Required task: Reproduce the data below without any change, taking everything from the line containing "In this exercise you will locate the shoulder" down to the line containing "<point>356,73</point>", with both of those lines included.

Material:
___
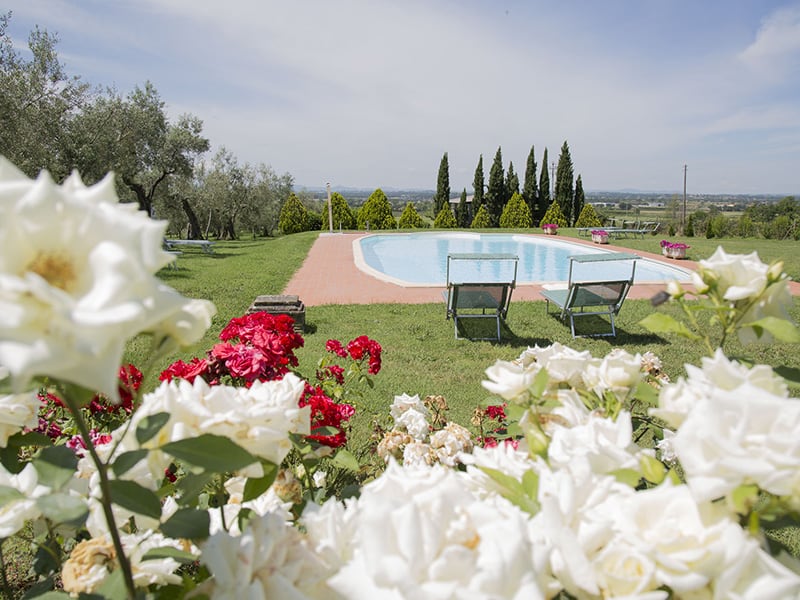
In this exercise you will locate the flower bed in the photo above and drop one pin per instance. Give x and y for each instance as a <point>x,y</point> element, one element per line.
<point>550,228</point>
<point>673,249</point>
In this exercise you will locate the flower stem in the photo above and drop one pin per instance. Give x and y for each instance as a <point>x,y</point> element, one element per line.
<point>105,500</point>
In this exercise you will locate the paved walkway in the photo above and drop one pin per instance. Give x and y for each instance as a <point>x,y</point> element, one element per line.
<point>329,276</point>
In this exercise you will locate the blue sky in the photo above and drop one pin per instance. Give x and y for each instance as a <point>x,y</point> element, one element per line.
<point>371,93</point>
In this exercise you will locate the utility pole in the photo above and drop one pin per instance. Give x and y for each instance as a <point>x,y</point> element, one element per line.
<point>683,220</point>
<point>330,210</point>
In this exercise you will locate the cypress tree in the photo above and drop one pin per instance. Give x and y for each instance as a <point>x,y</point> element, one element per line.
<point>477,186</point>
<point>565,176</point>
<point>530,191</point>
<point>580,198</point>
<point>462,211</point>
<point>445,219</point>
<point>544,186</point>
<point>512,182</point>
<point>515,214</point>
<point>496,194</point>
<point>442,196</point>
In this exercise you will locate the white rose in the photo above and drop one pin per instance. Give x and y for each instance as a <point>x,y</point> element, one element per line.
<point>421,533</point>
<point>77,279</point>
<point>15,513</point>
<point>606,444</point>
<point>405,402</point>
<point>563,364</point>
<point>414,422</point>
<point>449,441</point>
<point>738,276</point>
<point>696,547</point>
<point>17,411</point>
<point>270,559</point>
<point>259,418</point>
<point>617,372</point>
<point>510,381</point>
<point>676,399</point>
<point>746,435</point>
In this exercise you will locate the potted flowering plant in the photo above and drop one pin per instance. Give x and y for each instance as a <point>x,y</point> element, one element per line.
<point>673,249</point>
<point>550,228</point>
<point>599,236</point>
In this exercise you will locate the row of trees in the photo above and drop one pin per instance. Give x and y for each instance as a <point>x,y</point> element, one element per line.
<point>503,185</point>
<point>56,122</point>
<point>778,221</point>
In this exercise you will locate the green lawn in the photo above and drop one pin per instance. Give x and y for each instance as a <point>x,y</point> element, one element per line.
<point>421,355</point>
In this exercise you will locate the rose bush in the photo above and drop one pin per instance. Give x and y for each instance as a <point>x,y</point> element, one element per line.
<point>211,484</point>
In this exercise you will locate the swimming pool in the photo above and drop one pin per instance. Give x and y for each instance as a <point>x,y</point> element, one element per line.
<point>420,259</point>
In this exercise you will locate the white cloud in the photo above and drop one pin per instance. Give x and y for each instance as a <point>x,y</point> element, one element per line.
<point>777,45</point>
<point>372,93</point>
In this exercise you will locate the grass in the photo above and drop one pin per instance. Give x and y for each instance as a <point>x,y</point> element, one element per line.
<point>421,355</point>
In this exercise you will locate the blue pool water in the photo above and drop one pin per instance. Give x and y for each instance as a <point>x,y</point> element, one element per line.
<point>421,259</point>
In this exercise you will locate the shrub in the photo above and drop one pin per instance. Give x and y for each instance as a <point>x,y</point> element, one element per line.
<point>445,219</point>
<point>554,215</point>
<point>410,219</point>
<point>745,227</point>
<point>482,219</point>
<point>516,213</point>
<point>588,217</point>
<point>377,212</point>
<point>778,229</point>
<point>343,216</point>
<point>294,216</point>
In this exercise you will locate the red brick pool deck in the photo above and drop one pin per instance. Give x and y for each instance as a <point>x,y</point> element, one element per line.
<point>329,275</point>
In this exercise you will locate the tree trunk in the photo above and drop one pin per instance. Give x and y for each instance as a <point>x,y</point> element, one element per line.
<point>195,232</point>
<point>228,231</point>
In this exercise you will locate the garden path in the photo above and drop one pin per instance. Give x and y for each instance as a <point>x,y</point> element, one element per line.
<point>329,275</point>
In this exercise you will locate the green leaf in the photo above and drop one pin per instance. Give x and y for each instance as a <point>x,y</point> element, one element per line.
<point>652,469</point>
<point>530,483</point>
<point>135,498</point>
<point>660,323</point>
<point>55,465</point>
<point>744,498</point>
<point>790,374</point>
<point>63,508</point>
<point>513,490</point>
<point>346,460</point>
<point>149,427</point>
<point>169,552</point>
<point>539,384</point>
<point>187,523</point>
<point>52,596</point>
<point>210,452</point>
<point>9,494</point>
<point>629,477</point>
<point>9,458</point>
<point>127,460</point>
<point>781,329</point>
<point>254,487</point>
<point>191,486</point>
<point>113,585</point>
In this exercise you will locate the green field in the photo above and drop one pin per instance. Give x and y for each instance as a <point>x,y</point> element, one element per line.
<point>421,355</point>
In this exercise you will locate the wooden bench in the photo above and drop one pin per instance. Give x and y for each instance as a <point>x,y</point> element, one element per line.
<point>204,245</point>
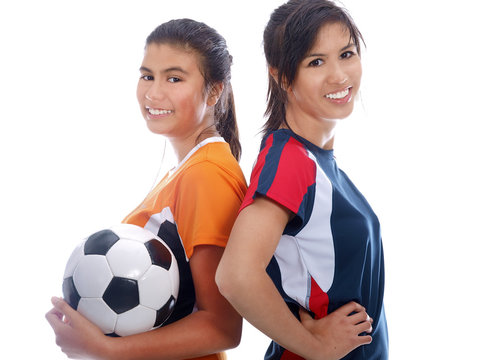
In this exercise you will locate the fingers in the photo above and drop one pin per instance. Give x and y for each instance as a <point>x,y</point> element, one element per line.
<point>351,307</point>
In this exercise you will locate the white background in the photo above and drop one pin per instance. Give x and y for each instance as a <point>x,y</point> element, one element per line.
<point>76,156</point>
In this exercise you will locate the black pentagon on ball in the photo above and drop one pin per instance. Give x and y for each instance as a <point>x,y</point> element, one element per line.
<point>159,254</point>
<point>70,293</point>
<point>100,242</point>
<point>164,312</point>
<point>121,294</point>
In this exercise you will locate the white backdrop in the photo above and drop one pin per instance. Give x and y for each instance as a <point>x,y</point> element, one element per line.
<point>76,156</point>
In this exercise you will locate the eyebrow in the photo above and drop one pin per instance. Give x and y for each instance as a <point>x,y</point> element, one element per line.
<point>322,55</point>
<point>167,70</point>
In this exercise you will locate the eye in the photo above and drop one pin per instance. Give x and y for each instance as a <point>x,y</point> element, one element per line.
<point>146,77</point>
<point>316,62</point>
<point>347,55</point>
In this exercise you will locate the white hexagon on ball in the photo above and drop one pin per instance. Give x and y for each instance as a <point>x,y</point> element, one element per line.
<point>92,276</point>
<point>97,311</point>
<point>139,319</point>
<point>129,259</point>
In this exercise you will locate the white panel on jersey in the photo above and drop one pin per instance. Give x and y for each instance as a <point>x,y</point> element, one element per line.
<point>316,244</point>
<point>311,251</point>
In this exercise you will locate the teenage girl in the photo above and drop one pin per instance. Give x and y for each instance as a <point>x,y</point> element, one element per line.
<point>306,244</point>
<point>184,94</point>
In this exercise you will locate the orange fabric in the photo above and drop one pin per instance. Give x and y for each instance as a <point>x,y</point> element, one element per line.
<point>204,194</point>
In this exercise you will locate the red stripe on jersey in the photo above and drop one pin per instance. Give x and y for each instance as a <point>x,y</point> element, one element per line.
<point>319,300</point>
<point>294,157</point>
<point>287,355</point>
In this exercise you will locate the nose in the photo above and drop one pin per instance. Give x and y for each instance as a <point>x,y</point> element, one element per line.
<point>337,74</point>
<point>154,91</point>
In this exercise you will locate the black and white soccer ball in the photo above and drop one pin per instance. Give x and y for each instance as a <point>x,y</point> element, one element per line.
<point>124,279</point>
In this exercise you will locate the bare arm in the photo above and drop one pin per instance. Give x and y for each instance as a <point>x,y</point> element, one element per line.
<point>215,327</point>
<point>242,279</point>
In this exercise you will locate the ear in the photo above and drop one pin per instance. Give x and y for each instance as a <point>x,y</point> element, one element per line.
<point>214,94</point>
<point>274,74</point>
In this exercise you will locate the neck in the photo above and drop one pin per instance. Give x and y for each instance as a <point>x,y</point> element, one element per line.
<point>181,147</point>
<point>320,132</point>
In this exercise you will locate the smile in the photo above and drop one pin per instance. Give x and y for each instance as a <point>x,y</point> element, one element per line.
<point>339,95</point>
<point>159,111</point>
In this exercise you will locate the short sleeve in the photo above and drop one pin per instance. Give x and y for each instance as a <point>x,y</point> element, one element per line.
<point>207,205</point>
<point>285,173</point>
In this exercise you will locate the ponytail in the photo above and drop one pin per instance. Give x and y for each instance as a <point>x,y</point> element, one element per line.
<point>226,121</point>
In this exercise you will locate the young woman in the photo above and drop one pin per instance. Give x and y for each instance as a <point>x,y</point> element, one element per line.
<point>184,94</point>
<point>306,244</point>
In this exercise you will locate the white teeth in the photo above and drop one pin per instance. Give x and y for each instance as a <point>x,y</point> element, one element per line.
<point>159,112</point>
<point>339,95</point>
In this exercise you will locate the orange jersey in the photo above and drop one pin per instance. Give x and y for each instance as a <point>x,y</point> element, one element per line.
<point>195,204</point>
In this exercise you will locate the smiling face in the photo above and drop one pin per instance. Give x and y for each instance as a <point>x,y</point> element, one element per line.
<point>327,80</point>
<point>171,93</point>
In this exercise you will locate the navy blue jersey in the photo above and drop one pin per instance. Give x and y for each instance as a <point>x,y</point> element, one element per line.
<point>331,252</point>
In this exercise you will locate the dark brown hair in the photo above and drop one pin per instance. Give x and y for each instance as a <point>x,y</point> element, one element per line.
<point>215,64</point>
<point>288,36</point>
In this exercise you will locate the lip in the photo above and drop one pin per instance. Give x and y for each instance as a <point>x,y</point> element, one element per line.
<point>343,100</point>
<point>160,113</point>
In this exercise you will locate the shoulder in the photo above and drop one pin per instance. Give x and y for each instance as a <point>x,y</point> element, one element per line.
<point>213,165</point>
<point>282,143</point>
<point>281,151</point>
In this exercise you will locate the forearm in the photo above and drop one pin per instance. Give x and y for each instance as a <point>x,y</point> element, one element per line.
<point>255,297</point>
<point>196,335</point>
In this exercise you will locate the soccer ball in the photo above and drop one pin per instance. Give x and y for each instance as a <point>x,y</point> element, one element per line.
<point>124,279</point>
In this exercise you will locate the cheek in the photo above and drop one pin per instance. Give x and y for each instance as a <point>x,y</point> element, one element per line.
<point>140,93</point>
<point>356,73</point>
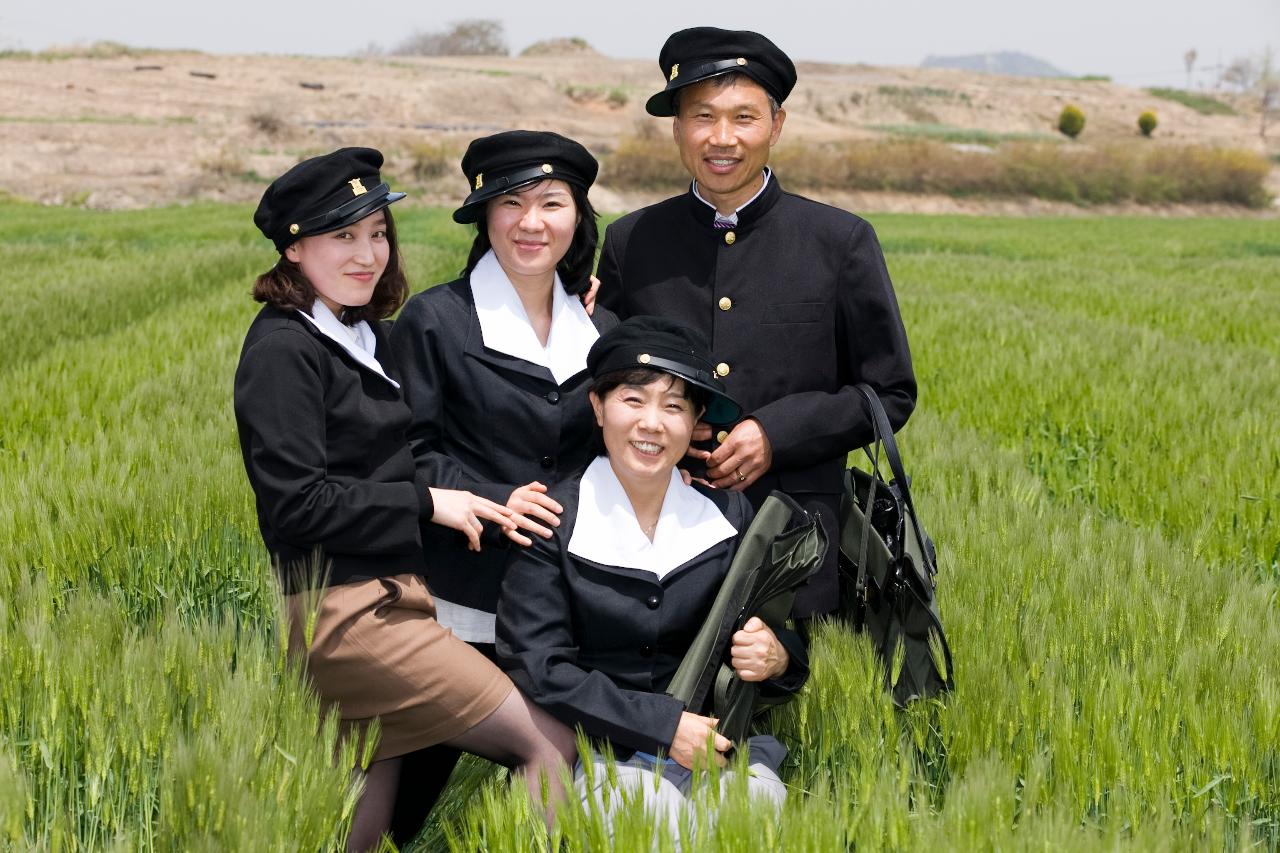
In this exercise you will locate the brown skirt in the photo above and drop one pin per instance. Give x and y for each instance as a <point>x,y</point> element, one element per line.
<point>376,651</point>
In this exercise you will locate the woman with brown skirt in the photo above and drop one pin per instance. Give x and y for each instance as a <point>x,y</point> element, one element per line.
<point>323,423</point>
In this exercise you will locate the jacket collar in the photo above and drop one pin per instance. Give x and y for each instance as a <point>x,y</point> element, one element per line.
<point>748,215</point>
<point>360,346</point>
<point>504,325</point>
<point>607,532</point>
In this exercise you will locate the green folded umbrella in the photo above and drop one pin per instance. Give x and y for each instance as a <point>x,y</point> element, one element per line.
<point>781,548</point>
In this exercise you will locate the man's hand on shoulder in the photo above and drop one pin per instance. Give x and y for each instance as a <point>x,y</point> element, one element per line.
<point>741,459</point>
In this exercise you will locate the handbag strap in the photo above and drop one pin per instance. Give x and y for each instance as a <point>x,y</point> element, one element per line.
<point>885,436</point>
<point>860,582</point>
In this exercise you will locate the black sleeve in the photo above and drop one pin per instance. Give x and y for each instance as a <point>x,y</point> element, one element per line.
<point>280,413</point>
<point>810,427</point>
<point>536,646</point>
<point>609,273</point>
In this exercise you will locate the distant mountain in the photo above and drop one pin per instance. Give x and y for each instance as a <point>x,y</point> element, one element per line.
<point>1002,63</point>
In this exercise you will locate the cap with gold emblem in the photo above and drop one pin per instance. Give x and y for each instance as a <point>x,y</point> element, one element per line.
<point>666,346</point>
<point>504,162</point>
<point>321,195</point>
<point>700,53</point>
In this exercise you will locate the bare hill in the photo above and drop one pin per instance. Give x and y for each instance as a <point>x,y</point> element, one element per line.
<point>146,128</point>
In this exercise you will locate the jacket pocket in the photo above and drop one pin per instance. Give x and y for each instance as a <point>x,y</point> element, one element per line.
<point>794,313</point>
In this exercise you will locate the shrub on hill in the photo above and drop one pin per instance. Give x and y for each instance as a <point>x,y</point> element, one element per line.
<point>560,48</point>
<point>1070,121</point>
<point>1084,176</point>
<point>470,37</point>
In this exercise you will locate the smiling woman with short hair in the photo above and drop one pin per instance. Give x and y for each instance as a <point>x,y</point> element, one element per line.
<point>594,621</point>
<point>496,361</point>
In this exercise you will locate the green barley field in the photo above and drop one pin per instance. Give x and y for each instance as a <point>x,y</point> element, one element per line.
<point>1095,451</point>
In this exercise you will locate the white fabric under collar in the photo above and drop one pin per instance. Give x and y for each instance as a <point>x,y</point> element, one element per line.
<point>506,328</point>
<point>608,533</point>
<point>360,346</point>
<point>732,218</point>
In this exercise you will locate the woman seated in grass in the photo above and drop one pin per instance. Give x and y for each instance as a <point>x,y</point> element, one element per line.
<point>323,428</point>
<point>594,621</point>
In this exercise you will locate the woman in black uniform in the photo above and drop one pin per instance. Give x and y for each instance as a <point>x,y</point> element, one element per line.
<point>323,429</point>
<point>496,361</point>
<point>594,621</point>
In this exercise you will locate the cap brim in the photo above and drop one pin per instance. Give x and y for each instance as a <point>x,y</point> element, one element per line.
<point>474,204</point>
<point>353,214</point>
<point>662,104</point>
<point>721,409</point>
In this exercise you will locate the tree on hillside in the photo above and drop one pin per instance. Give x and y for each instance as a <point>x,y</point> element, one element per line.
<point>1260,80</point>
<point>470,37</point>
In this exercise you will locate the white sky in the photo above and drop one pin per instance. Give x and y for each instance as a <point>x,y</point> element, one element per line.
<point>1137,42</point>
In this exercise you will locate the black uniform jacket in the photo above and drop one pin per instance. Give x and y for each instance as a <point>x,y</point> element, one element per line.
<point>485,422</point>
<point>597,646</point>
<point>327,451</point>
<point>798,305</point>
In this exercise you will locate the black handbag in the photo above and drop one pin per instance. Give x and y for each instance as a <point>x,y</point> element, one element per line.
<point>781,548</point>
<point>888,571</point>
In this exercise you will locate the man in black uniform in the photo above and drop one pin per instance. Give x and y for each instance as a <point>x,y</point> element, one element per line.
<point>792,295</point>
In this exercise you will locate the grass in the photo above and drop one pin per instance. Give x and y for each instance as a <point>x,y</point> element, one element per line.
<point>1202,104</point>
<point>1093,454</point>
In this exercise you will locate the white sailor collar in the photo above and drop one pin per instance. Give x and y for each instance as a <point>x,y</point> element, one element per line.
<point>506,328</point>
<point>608,533</point>
<point>360,346</point>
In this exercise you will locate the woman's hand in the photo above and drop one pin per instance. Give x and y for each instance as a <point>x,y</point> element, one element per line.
<point>530,502</point>
<point>757,655</point>
<point>589,297</point>
<point>464,511</point>
<point>689,746</point>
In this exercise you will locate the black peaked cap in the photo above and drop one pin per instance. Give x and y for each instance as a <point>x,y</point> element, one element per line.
<point>667,346</point>
<point>503,162</point>
<point>321,195</point>
<point>700,53</point>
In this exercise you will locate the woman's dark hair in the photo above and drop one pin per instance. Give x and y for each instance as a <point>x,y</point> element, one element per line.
___
Answer to this exercise:
In this exercise you will locate the shoulder in the photo above and drop one pin per instance. Give x and y for each instance as a <point>x,y</point> element, one element per line.
<point>213,165</point>
<point>282,143</point>
<point>281,151</point>
In this exercise you will locate the forearm in the photo above and drop one pin per instance. Give x and y for each instance as a <point>x,y</point> element, one element per line.
<point>255,297</point>
<point>196,335</point>
In this exercise you will locate the soccer ball in the photo above and drop one pin per instance. Give x and y for each instance as a <point>x,y</point> element, one element per line.
<point>124,279</point>
In this exercise you will locate the cheek in the photo above and drop one pin per instance. Give x and y for each instance as a <point>x,y</point> element, one element per line.
<point>140,93</point>
<point>356,73</point>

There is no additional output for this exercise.